_GOAL:_ Return every line of the material below that contains the string "door", matching case exactly.

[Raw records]
========================================================================

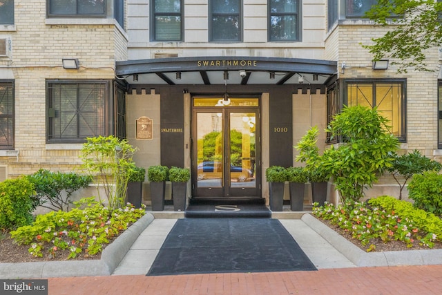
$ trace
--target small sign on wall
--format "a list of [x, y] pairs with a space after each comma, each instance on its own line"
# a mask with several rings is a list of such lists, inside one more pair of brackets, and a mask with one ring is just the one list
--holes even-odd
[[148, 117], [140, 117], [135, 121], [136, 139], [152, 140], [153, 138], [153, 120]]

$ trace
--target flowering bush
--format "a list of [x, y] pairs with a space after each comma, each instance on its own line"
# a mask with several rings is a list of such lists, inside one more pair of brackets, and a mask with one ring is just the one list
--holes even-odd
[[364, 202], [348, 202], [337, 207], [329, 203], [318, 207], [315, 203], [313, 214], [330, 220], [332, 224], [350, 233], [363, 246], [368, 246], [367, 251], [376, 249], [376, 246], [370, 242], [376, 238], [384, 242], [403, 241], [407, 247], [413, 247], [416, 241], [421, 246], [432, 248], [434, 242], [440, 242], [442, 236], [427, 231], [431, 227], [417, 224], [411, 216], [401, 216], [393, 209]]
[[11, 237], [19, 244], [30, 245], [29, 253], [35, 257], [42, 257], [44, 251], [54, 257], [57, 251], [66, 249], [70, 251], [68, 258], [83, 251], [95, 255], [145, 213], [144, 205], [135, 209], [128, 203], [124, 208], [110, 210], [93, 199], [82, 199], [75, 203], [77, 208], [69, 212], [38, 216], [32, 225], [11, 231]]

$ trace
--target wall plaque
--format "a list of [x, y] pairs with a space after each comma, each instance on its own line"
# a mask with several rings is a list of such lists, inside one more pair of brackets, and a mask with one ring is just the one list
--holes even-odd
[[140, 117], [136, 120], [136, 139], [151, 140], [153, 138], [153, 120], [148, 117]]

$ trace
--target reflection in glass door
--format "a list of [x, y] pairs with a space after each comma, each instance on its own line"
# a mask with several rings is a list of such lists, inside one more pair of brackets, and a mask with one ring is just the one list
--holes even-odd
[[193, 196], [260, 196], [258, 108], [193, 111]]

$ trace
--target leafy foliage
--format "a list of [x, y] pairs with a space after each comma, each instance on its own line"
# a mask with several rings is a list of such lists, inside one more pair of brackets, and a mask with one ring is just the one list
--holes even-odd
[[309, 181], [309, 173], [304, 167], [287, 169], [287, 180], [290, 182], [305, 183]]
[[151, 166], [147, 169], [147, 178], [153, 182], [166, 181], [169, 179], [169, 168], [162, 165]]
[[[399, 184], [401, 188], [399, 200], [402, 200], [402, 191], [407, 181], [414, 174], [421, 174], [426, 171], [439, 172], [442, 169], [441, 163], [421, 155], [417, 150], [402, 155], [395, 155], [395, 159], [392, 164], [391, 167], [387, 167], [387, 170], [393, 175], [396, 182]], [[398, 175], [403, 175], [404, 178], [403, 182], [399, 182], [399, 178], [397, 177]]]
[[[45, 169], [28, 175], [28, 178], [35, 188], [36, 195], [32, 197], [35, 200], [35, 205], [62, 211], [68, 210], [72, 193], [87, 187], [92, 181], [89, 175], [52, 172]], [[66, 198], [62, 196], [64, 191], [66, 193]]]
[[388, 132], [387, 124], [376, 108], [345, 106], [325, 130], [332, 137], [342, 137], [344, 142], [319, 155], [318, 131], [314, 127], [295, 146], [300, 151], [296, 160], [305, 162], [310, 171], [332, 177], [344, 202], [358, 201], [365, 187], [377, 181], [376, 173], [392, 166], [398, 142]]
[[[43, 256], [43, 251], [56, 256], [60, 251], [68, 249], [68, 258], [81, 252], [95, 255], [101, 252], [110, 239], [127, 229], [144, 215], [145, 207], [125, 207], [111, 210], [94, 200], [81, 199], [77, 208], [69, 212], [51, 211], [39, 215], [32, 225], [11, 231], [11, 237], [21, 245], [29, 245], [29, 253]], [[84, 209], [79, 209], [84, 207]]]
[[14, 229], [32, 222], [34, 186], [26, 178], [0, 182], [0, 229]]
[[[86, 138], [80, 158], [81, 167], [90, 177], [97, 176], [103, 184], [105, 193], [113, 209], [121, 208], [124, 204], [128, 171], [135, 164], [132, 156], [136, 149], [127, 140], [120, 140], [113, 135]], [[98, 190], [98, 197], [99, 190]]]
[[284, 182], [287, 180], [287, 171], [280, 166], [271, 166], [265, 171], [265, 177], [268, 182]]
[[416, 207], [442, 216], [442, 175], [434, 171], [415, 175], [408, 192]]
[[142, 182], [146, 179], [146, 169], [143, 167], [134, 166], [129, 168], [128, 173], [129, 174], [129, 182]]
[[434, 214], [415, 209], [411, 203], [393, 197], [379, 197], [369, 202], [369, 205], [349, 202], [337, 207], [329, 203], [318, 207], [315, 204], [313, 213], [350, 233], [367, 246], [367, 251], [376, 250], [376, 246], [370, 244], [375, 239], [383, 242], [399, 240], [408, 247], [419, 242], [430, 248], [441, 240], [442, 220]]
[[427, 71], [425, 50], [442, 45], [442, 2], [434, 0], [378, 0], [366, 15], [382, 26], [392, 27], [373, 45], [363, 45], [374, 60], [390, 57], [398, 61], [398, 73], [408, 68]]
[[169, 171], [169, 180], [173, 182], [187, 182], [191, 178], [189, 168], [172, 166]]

========================================================================

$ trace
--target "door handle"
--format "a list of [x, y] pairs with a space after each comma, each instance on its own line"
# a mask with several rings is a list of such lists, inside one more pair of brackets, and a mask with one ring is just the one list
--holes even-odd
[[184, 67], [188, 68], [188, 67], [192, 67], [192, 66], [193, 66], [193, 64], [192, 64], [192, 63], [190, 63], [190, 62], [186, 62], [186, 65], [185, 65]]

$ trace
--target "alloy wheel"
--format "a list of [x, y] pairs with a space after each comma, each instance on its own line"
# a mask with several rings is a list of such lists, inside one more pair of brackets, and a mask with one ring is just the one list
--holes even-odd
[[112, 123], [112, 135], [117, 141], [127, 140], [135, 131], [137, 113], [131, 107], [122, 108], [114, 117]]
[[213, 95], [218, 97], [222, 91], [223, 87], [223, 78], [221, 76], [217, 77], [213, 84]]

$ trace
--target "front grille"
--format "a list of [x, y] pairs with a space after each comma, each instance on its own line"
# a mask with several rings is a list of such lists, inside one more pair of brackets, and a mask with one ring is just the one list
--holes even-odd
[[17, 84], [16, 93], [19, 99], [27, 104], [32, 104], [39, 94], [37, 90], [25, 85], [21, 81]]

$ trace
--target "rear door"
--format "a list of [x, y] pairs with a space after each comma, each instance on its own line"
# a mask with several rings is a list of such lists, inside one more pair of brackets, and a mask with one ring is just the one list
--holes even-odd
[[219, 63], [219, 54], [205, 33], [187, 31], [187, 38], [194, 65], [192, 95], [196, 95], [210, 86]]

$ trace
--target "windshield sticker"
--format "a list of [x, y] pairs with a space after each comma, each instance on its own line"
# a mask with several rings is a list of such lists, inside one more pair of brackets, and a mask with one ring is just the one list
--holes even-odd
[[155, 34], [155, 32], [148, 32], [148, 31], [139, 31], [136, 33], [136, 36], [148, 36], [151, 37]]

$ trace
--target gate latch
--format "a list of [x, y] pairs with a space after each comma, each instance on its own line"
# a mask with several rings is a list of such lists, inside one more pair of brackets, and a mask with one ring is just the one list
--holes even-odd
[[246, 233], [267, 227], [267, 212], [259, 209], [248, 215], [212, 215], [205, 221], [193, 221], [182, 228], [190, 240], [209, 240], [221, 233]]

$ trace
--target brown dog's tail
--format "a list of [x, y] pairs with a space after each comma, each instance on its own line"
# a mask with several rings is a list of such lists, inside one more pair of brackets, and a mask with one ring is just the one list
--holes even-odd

========================================================================

_REPLY:_
--target reflection in glass door
--target "door handle"
--target "rear door"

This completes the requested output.